*Directions*.
All lines in the data below carrying the string "bare" are to be located and copied.

BEGIN

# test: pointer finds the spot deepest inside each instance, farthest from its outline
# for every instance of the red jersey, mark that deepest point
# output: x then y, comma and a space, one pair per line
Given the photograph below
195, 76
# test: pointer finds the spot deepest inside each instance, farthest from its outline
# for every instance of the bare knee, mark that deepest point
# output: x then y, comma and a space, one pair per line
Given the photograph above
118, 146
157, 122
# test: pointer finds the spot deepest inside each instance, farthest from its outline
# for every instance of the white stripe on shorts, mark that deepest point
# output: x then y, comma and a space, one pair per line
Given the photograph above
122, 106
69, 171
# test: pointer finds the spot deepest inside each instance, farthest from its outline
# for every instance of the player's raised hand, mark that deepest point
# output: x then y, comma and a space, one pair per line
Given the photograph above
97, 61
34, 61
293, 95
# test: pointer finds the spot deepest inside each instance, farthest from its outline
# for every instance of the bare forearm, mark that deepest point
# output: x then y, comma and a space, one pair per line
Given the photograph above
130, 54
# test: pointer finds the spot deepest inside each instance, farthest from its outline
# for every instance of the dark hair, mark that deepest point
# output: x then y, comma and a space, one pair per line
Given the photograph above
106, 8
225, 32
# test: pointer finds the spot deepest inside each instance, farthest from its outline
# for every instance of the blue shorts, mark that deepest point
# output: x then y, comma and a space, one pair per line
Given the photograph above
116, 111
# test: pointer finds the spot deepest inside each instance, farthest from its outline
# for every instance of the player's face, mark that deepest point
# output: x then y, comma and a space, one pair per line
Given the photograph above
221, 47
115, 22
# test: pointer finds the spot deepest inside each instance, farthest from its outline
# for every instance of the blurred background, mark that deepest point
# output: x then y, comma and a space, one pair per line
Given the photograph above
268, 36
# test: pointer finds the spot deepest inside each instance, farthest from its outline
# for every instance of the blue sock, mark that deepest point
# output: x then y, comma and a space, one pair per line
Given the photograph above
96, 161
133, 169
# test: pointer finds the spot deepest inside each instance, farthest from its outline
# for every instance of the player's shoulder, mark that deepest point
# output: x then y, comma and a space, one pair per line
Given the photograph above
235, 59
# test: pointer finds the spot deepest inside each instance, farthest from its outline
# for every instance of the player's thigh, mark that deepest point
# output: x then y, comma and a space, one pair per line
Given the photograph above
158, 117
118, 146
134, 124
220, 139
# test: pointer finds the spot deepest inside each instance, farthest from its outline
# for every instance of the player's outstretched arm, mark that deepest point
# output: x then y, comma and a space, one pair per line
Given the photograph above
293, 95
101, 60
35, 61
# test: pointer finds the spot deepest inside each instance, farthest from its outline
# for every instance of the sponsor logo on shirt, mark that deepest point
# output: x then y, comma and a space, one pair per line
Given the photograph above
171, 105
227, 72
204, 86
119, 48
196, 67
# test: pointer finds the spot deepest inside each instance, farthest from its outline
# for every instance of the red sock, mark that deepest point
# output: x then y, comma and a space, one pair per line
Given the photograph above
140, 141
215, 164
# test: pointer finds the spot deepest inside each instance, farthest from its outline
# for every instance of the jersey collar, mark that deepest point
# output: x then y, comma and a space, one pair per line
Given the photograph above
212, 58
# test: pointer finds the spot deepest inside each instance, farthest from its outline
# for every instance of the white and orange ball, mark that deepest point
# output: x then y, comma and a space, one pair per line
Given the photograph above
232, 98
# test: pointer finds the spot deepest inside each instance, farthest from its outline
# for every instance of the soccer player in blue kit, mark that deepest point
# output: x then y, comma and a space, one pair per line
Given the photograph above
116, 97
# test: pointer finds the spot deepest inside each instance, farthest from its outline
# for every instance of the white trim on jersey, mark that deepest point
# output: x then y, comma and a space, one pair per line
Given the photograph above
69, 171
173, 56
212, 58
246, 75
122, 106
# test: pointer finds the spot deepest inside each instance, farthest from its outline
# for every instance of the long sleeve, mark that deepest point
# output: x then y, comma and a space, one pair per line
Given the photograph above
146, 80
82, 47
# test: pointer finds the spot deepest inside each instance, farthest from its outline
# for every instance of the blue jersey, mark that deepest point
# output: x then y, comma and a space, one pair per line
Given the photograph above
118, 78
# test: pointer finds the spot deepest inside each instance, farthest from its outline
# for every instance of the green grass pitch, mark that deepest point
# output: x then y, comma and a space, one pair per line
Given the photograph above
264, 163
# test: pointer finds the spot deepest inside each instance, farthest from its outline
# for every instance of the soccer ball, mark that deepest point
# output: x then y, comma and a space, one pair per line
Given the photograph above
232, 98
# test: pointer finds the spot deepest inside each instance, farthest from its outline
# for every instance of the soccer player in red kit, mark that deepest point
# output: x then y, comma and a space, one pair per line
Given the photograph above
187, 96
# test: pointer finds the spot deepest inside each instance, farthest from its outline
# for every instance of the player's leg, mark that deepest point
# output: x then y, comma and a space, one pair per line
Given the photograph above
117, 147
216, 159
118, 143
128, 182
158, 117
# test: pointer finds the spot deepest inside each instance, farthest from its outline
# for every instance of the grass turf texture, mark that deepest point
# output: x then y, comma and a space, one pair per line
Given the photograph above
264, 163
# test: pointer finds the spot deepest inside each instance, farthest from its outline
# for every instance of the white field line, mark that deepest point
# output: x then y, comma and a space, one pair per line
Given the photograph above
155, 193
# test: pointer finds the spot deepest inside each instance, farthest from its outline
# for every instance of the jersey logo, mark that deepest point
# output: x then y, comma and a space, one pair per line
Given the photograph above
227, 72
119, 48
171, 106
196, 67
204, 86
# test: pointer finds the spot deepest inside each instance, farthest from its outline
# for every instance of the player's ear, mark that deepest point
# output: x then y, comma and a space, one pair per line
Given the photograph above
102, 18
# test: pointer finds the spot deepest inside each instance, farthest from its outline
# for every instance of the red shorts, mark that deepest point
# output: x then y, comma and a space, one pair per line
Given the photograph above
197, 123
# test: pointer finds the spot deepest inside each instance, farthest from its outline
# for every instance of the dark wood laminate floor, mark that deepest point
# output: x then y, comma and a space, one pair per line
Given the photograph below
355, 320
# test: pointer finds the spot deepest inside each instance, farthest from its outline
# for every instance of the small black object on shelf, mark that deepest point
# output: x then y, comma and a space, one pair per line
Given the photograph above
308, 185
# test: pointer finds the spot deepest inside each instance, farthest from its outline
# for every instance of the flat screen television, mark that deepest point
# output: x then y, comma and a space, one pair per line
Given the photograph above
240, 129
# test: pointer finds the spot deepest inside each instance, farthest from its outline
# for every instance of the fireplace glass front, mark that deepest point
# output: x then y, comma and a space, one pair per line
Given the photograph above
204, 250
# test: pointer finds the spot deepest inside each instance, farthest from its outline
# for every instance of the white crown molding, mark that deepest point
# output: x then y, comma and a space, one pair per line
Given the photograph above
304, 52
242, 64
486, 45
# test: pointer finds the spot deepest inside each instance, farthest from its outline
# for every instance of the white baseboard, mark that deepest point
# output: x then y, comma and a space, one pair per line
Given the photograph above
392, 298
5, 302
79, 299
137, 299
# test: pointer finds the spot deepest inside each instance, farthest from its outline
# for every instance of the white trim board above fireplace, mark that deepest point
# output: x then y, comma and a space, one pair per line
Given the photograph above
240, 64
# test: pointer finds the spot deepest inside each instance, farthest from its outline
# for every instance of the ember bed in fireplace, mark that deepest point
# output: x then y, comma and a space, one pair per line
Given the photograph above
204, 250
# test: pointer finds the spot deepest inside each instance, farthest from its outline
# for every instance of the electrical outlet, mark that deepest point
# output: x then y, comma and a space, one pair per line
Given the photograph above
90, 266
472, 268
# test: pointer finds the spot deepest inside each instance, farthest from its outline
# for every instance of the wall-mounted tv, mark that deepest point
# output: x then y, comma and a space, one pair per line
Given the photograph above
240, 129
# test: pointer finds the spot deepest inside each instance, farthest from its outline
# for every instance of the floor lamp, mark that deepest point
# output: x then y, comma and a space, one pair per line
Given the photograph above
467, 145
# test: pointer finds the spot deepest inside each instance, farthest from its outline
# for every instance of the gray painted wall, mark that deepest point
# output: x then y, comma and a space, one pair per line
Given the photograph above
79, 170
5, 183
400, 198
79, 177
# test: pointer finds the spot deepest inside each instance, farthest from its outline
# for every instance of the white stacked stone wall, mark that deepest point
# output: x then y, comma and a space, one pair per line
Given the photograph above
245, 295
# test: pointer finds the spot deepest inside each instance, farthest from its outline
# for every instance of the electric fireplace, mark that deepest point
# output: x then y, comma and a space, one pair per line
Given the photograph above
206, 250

END

*The completed task*.
# for every instance of the bare knee, mark that deepest point
# for every instance of the bare forearm, mark that deepest point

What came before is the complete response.